= PROBLEM DESCRIPTION =
Copy word for word the part of the Clojure chat below, starting with "Oh maybe I was" and going on through "original behaviour ok.".

= EXCERPT TO READ =
────

Oh maybe I was half right, given that "closed-over references should be cleared" (from the link above). this.coll of the fn definitely becomes null, so maybe that's that. But I don't know how references really work in Clojure, so that may be something else entirely.

slipset09:05:12

By removing the :once thingy, it behaves as expected.

slipset09:05:24

ie it throws all the time.

slipset09:05:24

One could of course argue that throwing an exception makes the anon-fn impure, which would make the observed original behaviour ok.

rmxm12:05:27

Just a general question, I am kinda new (I did clojure for fun, now I'm dealing with real codebase). How prevalent is the use of atoms in clojure, my codebase has so many atoms which are used more or less like global vars and the whole thing gives my headache so I think this is not the way to roll(sadly its over 50k loc, so I have to find a strategy to be effective with changes/refactors)? A problem I run into now there is this conf namespace that holds all the configuration in atoms, then later every function uses this atoms in its inner logic, so if I want to say push an item to queue I can define the item, but cannot reliably deliver different queue details, since the queue-push takes only item details and queue details are inferred internally in function from atom, if the client is not started it gets started etc. So returning to original is abuse of atoms as global-vars-look-alike common/desired?

────

= STORED DATA =
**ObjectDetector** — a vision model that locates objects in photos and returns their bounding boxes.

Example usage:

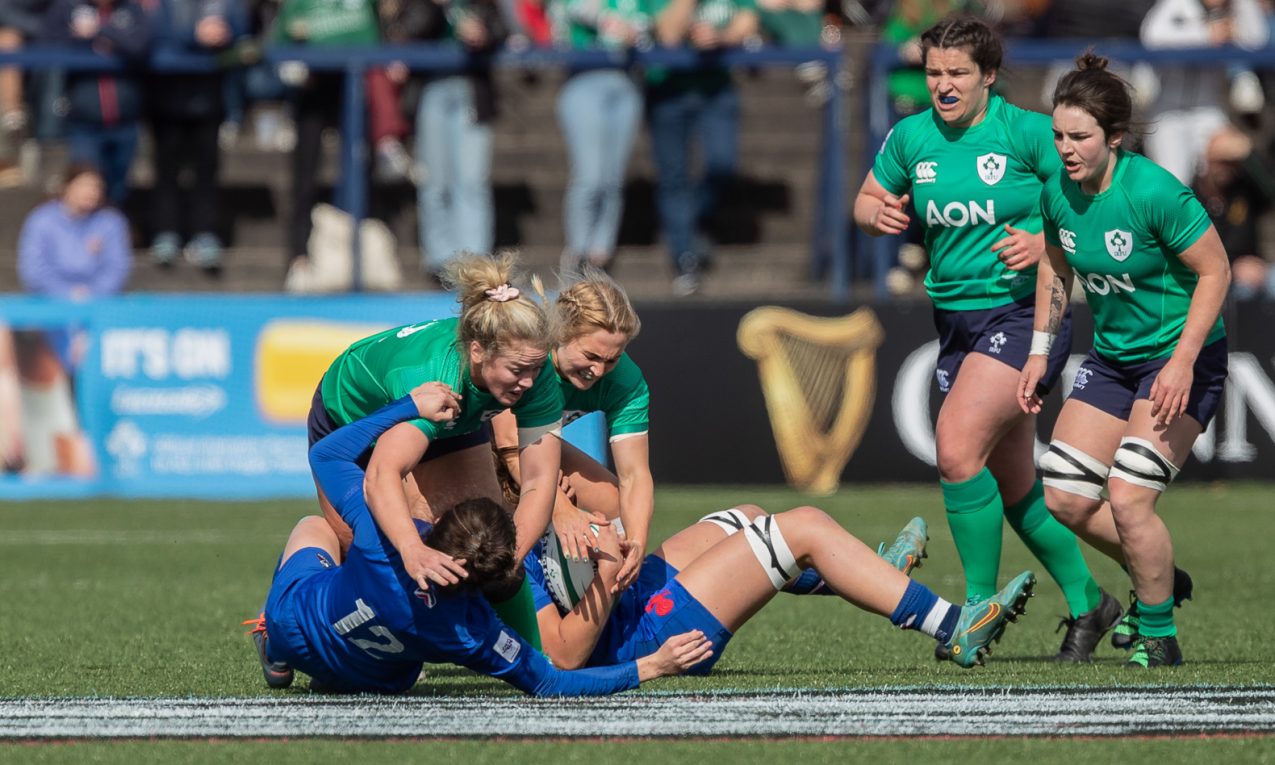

────

= RESULT FOR THIS TASK =
Oh maybe I was half right, given that "closed-over references should be cleared" (from the link above). this.coll of the fn definitely becomes null, so maybe that's that. But I don't know how references really work in Clojure, so that may be something else entirely.

slipset09:05:12

By removing the :once thingy, it behaves as expected.

slipset09:05:24

ie it throws all the time.

slipset09:05:24

One could of course argue that throwing an exception makes the anon-fn impure, which would make the observed original behaviour ok.